-- start of Supplied records --

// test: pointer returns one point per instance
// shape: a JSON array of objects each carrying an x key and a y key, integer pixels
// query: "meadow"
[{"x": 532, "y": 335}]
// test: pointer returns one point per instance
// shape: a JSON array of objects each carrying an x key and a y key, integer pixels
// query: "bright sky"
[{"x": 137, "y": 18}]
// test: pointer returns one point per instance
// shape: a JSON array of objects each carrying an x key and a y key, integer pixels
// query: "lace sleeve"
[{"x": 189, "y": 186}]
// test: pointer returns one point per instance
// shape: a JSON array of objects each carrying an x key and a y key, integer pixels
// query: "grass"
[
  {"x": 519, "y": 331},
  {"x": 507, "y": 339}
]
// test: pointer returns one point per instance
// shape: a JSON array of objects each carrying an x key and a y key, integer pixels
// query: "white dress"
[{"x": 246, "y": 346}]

-- end of Supplied records --

What the exercise asks:
Present each line of the material above as a Markdown table with two columns, Row and Line. Number the rows in order and leave out any blank lines.

Exercise answer:
| Row | Line |
|---|---|
| 1 | // test: pointer returns one point per instance |
| 2 | // shape: a JSON array of objects each carrying an x key and a y key, integer pixels |
| 3 | // query: "meadow" |
| 4 | [{"x": 532, "y": 335}] |
| 5 | // test: pointer returns one point per instance |
| 6 | // shape: a JSON array of objects each carrying an x key and a y key, integer pixels |
| 7 | // query: "bright sky" |
| 8 | [{"x": 137, "y": 18}] |
| 9 | // test: pointer returns one point per instance |
| 10 | // shape: a JSON array of objects each carrying an x key and a y key, integer pixels |
| 11 | // query: "lace sleeve" |
| 12 | [{"x": 189, "y": 186}] |
| 13 | // test: pointer returns one point per instance |
| 14 | // shape: a JSON array of objects each carrying an x key and a y key, integer pixels |
| 15 | // query: "grass" |
| 16 | [ |
| 17 |   {"x": 519, "y": 331}, |
| 18 |   {"x": 507, "y": 339} |
| 19 | ] |
| 20 | // test: pointer returns one point per instance |
| 21 | // shape: a JSON array of objects each carrying an x key and a y key, integer pixels |
| 22 | // query: "white dress" |
| 23 | [{"x": 246, "y": 346}] |